Task directions: The span to repeat in the listing below runs from the line containing "Where can you see the concrete" to the line containing "column 233, row 205", inclusive. Repeat it exactly, and only it.

Data to process:

------------------------

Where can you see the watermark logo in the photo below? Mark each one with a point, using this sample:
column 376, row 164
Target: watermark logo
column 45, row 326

------------------------

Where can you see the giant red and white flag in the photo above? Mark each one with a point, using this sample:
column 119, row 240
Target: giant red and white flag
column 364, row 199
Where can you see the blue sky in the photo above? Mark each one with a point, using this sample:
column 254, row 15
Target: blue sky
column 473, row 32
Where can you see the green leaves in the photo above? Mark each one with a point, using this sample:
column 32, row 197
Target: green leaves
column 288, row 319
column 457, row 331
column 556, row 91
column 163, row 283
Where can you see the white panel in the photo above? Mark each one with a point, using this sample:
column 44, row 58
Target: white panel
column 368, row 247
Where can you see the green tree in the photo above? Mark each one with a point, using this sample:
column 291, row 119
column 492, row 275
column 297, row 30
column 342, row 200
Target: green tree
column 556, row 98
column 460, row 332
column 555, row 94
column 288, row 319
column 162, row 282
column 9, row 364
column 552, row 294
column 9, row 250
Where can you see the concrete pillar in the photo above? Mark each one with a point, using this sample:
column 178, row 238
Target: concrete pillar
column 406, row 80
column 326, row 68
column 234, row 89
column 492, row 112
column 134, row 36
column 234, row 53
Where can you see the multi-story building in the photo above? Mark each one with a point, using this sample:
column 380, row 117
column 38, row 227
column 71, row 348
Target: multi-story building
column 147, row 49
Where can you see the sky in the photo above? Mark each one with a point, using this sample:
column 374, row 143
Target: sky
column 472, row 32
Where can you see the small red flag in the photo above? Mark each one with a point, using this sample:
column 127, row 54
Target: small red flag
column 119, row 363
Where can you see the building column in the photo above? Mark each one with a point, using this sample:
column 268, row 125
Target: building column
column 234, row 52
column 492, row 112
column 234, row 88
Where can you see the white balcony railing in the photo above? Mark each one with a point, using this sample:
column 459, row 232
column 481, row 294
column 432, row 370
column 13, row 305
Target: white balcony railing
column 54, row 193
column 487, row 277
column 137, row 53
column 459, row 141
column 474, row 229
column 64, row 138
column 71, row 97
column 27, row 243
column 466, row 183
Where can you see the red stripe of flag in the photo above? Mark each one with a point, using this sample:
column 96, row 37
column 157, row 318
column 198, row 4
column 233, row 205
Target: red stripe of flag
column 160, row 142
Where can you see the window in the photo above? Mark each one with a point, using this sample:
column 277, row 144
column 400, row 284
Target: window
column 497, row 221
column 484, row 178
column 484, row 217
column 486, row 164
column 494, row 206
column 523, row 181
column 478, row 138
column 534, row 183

------------------------

Solution for this task:
Where can you see the concrete pillar in the photo above? Mark each one with a point, using this sample:
column 178, row 238
Target: concrete pillar
column 406, row 80
column 326, row 68
column 234, row 89
column 492, row 112
column 134, row 36
column 234, row 53
Where can you see the multi-story building in the photo above? Mark each one with a point, using this sample:
column 380, row 117
column 38, row 227
column 71, row 348
Target: multi-story building
column 147, row 49
Where can you see the sky in the photo above? Mark each one with a point, using this sample:
column 374, row 143
Target: sky
column 472, row 32
Where can you see the small red flag in the photo above? Mark each one with a point, using this sample:
column 127, row 54
Target: small red flag
column 119, row 363
Where can you see the building column in the photo above? Mark each one with a point, using this sample:
column 268, row 125
Target: building column
column 234, row 52
column 492, row 112
column 234, row 88
Where can you see the white balcony railing in the photo above? Mark each one with a point, using this sample:
column 459, row 232
column 481, row 294
column 432, row 370
column 13, row 305
Target: white balcony railing
column 54, row 193
column 487, row 277
column 137, row 53
column 459, row 141
column 474, row 229
column 64, row 138
column 71, row 97
column 27, row 243
column 466, row 183
Where can you see the red stripe of flag in the photo above? Mark each one with a point, using this sample:
column 96, row 37
column 157, row 318
column 198, row 4
column 233, row 205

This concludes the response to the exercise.